EXCERPT PROVIDED below:

Nothing is Wasted

“Whatever you do will be insignificant, but it is very important that you do it.”

This quote is attributed to the great sage, Mahatma Gandhi. It was on a banner given to me many years ago and that I dutifully hung in my house. All the quotes on the banner resonated with me except this one. It didn't make sense for years (and it was kind of offensive to my young ears) until, finally, the Buddhist teaching of dependent origination began to shift and settle into my consciousness and alter my perspective: every action ripples in the universe. And this makes every action both insignificant and important.

We have no way of knowing the exponential and endless effects of our actions. In physics, scientists use the analogy of the Butterfly Effect to convey the complex idea of chaos theory. In non-linear systems like weather or population growth, a small change can lead to chaos because of exponential and unexpected results arising from one small point. As the butterfly analogy goes, the flutter of her wings can have ripple effects with the potential to be felt around the globe.

A pandemic is a non-linear system.

End of EXCERPT PROVIDED.
MATERIAL PROVIDED below:

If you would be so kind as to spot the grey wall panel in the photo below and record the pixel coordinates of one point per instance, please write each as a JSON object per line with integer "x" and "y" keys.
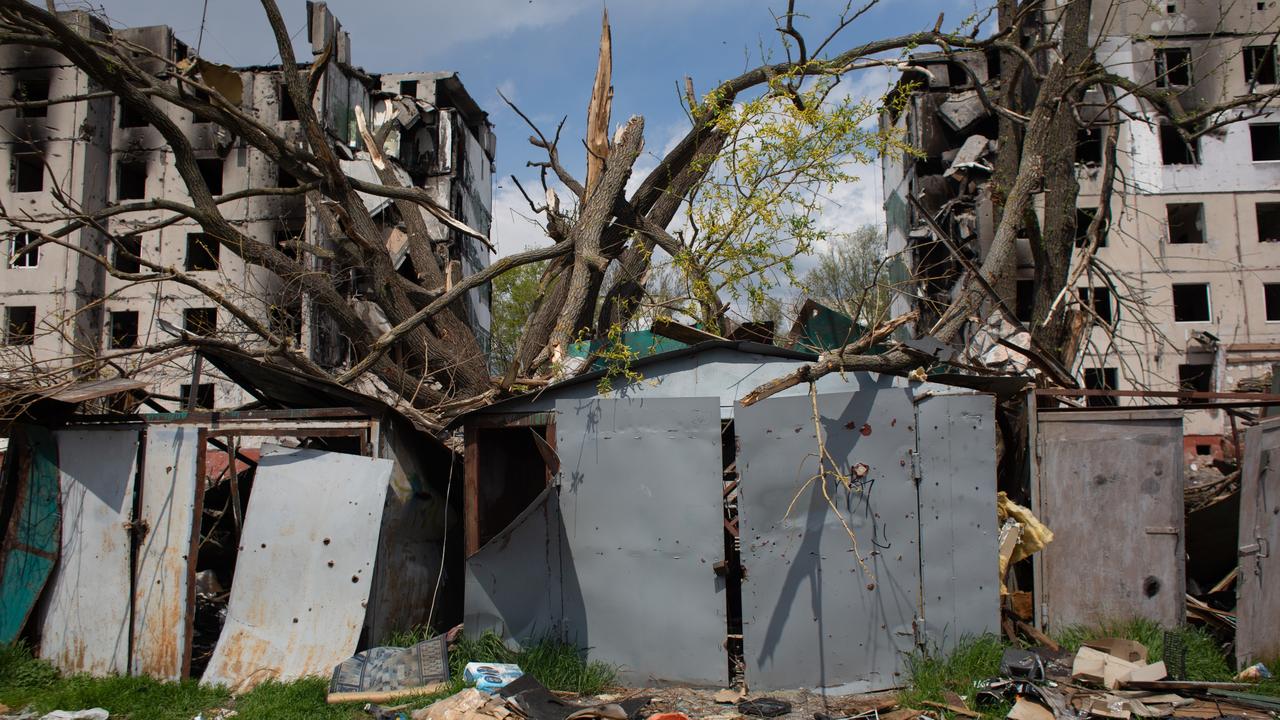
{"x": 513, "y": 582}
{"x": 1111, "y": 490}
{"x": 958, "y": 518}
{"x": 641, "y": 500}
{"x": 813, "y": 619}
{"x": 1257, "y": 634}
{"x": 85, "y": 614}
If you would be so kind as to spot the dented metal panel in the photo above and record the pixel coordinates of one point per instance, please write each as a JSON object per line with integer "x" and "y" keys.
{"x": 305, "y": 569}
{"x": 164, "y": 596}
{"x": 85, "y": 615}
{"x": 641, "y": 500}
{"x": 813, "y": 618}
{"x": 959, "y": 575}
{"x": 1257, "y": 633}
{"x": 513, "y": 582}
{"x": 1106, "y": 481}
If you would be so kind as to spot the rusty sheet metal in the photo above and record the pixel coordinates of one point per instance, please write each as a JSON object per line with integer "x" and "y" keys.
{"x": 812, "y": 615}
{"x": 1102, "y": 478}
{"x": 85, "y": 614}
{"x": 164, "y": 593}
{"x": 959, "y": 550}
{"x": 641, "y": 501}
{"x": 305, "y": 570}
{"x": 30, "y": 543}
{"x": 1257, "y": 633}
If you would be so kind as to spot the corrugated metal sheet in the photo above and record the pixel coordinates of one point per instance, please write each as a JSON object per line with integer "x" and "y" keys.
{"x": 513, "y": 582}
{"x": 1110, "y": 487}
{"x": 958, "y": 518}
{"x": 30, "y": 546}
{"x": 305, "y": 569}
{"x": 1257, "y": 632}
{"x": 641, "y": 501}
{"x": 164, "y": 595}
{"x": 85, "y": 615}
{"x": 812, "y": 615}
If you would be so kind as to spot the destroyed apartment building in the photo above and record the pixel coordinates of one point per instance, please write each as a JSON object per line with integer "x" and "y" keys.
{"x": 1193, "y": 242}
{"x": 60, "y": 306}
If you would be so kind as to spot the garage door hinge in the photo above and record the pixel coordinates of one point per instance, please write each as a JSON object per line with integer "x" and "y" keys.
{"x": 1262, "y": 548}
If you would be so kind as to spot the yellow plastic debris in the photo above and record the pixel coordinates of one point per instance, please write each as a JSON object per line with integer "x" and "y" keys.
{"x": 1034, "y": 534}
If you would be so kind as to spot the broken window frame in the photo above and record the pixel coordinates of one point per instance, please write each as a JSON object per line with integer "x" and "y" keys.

End of MATERIAL PROVIDED.
MATERIAL PROVIDED below:

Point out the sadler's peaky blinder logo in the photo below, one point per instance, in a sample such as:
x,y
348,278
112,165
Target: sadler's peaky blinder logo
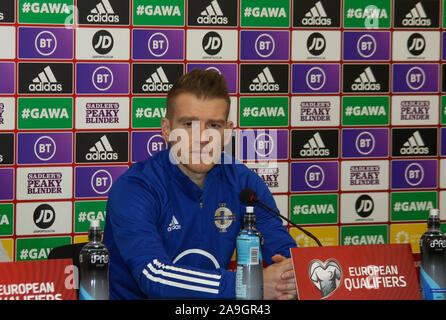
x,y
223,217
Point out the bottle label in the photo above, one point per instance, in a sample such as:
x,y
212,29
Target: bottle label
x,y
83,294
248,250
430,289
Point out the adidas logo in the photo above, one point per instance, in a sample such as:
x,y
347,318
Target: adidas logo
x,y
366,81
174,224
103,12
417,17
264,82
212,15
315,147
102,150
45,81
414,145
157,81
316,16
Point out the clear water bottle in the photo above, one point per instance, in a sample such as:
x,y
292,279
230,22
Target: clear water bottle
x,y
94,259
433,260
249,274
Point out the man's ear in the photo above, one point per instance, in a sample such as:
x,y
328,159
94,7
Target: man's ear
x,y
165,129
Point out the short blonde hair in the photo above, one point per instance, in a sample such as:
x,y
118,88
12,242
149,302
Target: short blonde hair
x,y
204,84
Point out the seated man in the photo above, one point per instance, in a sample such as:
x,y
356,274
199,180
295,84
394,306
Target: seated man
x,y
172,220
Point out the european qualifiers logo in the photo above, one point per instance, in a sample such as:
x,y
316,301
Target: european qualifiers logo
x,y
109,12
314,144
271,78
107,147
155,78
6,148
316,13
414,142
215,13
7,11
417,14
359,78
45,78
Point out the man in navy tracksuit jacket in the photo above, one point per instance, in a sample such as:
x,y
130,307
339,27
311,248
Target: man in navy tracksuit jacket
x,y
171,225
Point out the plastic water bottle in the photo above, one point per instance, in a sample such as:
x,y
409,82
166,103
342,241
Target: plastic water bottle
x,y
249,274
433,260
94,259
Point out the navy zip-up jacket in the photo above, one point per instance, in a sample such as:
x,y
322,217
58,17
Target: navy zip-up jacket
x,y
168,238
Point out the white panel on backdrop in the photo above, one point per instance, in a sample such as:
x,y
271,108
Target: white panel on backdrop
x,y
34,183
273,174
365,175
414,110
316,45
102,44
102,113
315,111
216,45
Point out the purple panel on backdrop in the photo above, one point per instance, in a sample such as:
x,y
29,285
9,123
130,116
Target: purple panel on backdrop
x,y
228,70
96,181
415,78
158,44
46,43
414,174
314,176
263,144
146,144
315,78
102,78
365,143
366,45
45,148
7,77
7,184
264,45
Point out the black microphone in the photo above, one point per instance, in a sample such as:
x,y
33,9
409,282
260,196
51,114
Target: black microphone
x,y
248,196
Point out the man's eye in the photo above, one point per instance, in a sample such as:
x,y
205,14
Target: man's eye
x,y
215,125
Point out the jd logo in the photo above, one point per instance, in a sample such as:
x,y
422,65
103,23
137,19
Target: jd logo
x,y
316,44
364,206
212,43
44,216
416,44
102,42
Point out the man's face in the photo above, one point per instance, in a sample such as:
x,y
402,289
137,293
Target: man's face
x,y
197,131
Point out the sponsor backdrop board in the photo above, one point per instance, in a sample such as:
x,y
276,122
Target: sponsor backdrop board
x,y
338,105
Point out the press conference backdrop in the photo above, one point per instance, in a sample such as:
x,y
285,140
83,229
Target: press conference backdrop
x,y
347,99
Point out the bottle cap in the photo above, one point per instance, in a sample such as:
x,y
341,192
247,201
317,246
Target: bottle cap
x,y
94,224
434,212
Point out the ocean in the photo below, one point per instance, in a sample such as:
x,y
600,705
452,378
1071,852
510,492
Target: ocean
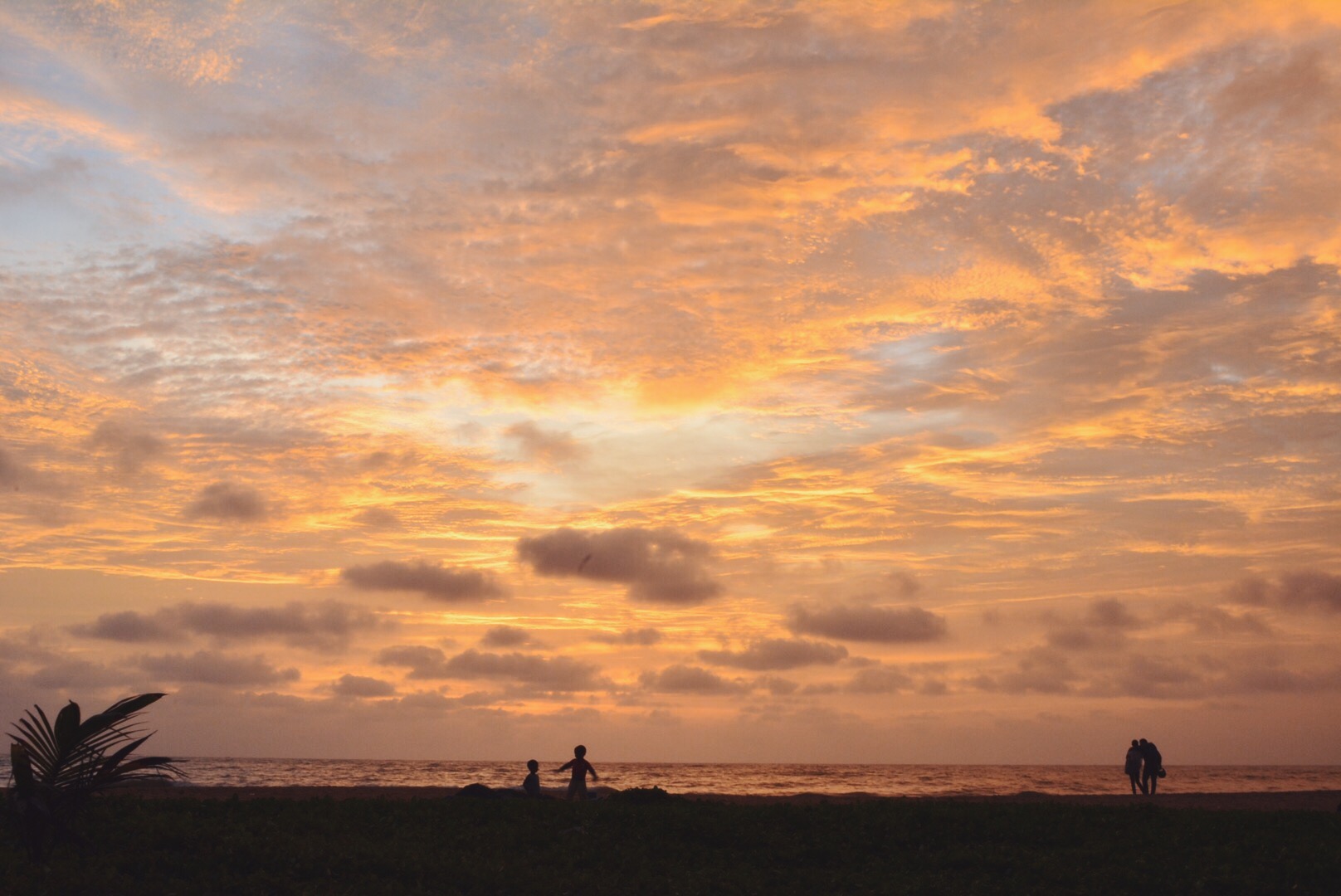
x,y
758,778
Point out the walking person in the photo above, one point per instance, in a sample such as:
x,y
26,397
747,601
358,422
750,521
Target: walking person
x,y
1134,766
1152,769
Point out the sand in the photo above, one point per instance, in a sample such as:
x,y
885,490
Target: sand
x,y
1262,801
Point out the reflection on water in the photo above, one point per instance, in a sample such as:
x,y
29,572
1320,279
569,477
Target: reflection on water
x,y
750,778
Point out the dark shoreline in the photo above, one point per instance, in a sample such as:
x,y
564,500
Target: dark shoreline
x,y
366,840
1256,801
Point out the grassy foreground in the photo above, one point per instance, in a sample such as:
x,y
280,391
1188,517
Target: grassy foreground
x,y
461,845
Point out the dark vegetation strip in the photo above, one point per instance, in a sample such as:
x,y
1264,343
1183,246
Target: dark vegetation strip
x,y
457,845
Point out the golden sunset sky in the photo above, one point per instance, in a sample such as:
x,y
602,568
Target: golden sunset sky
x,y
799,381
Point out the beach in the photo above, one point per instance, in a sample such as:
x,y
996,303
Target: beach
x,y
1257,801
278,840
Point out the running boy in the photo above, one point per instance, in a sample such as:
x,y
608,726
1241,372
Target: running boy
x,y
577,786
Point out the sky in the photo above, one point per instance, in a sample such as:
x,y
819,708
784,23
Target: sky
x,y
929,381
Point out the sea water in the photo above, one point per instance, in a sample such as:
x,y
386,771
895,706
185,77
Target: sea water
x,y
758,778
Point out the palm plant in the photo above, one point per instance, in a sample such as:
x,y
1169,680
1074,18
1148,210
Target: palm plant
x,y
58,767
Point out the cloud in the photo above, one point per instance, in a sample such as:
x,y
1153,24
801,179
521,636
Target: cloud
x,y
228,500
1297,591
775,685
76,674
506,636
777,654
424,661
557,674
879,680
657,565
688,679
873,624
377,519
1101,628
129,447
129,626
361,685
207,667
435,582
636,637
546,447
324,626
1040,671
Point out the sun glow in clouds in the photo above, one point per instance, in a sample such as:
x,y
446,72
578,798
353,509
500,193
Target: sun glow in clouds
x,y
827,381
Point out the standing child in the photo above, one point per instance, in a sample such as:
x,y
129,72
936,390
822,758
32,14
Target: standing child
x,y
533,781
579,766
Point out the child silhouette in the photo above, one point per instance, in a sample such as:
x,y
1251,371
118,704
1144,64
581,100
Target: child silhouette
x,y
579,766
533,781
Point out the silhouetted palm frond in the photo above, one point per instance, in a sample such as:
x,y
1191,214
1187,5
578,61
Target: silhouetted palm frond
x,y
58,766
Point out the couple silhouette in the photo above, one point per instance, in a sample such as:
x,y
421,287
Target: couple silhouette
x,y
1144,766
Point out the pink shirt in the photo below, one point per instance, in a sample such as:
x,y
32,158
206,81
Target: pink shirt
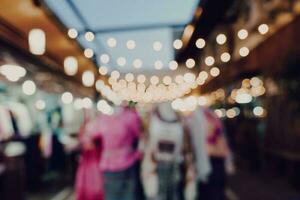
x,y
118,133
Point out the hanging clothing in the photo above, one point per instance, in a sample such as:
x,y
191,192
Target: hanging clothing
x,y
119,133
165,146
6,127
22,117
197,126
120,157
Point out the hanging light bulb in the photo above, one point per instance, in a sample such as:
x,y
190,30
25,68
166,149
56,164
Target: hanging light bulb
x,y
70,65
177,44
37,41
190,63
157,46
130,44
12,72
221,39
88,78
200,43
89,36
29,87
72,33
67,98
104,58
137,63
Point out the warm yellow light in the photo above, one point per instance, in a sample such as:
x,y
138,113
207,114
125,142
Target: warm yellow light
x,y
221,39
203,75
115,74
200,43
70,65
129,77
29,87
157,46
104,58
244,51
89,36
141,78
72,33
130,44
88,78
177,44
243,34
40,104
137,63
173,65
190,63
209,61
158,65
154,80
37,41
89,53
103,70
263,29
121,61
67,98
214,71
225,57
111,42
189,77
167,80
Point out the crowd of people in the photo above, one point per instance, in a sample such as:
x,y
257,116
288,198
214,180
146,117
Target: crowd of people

End of MATERIAL PROVIDED.
MATERIAL PROVIDED below:

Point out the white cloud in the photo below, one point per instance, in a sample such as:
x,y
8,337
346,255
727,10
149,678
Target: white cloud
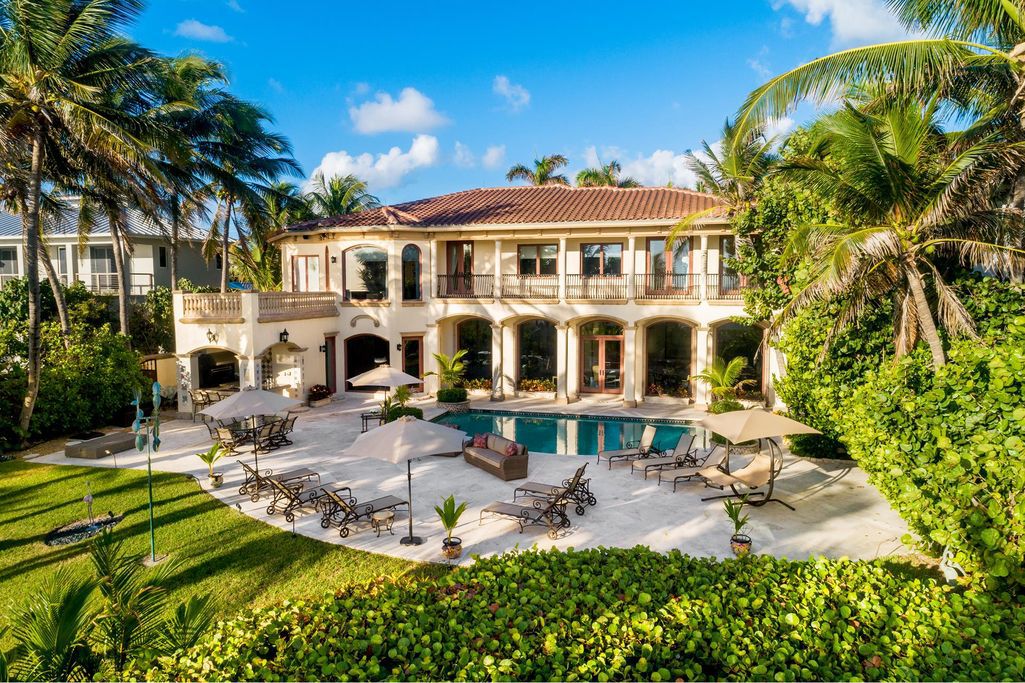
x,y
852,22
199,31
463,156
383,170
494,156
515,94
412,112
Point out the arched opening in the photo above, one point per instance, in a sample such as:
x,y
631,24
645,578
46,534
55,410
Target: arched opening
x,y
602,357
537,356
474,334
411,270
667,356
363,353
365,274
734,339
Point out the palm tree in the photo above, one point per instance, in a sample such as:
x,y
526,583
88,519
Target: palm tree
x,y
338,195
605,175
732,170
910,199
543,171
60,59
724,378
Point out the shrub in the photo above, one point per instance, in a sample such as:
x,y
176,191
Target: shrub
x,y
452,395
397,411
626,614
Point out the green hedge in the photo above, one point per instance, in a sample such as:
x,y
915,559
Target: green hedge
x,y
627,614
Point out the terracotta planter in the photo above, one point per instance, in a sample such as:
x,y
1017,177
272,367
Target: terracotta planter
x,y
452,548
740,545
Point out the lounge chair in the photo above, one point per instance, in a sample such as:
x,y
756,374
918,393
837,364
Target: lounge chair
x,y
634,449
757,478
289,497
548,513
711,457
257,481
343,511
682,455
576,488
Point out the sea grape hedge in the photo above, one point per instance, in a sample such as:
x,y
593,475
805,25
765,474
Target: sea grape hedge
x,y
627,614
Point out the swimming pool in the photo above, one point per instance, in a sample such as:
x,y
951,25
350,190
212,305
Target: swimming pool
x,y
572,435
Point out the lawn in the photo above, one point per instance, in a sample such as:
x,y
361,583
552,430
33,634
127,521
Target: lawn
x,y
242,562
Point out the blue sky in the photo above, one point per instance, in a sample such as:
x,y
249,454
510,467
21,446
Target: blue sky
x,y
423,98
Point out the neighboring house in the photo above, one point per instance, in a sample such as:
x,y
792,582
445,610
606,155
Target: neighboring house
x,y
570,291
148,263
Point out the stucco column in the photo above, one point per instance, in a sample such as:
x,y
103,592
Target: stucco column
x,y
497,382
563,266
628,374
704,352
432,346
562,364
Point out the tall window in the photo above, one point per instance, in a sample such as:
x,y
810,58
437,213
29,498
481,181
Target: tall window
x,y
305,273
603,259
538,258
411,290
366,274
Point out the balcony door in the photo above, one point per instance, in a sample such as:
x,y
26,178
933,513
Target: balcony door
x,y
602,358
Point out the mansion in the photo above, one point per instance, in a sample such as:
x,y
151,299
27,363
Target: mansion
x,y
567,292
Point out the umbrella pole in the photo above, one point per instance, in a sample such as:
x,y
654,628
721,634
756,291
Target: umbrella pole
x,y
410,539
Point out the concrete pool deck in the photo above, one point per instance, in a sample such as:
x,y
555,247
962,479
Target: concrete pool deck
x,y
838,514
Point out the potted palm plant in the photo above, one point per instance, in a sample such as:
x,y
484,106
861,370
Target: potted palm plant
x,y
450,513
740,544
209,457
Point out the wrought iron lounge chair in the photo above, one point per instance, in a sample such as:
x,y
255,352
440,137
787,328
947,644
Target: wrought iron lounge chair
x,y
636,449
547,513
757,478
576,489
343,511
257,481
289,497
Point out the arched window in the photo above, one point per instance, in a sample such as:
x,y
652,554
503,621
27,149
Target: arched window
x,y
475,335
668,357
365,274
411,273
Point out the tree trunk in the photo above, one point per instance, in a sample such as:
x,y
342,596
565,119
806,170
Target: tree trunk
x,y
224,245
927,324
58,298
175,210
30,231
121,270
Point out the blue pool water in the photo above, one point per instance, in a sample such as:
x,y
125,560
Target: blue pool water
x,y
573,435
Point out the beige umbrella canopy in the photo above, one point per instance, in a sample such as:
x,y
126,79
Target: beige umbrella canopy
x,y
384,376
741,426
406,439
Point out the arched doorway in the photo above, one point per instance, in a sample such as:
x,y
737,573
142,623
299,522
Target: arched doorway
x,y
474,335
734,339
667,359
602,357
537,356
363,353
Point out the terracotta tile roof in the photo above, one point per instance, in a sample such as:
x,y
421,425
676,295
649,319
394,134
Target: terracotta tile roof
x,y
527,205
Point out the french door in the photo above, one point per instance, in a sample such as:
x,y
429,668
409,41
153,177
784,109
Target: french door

End of MATERIAL PROVIDED.

= TO DO =
Rewrite the part of the essay "Nothing is Wasted" starting at "We have no way" and ending at "a non-linear system.", replacing "weather" with "climate".

= RESULT OF THIS TASK =
We have no way of knowing the exponential and endless effects of our actions. In physics, scientists use the analogy of the Butterfly Effect to convey the complex idea of chaos theory. In non-linear systems like climate or population growth, a small change can lead to chaos because of exponential and unexpected results arising from one small point. As the butterfly analogy goes, the flutter of her wings can have ripple effects with the potential to be felt around the globe.

A pandemic is a non-linear system.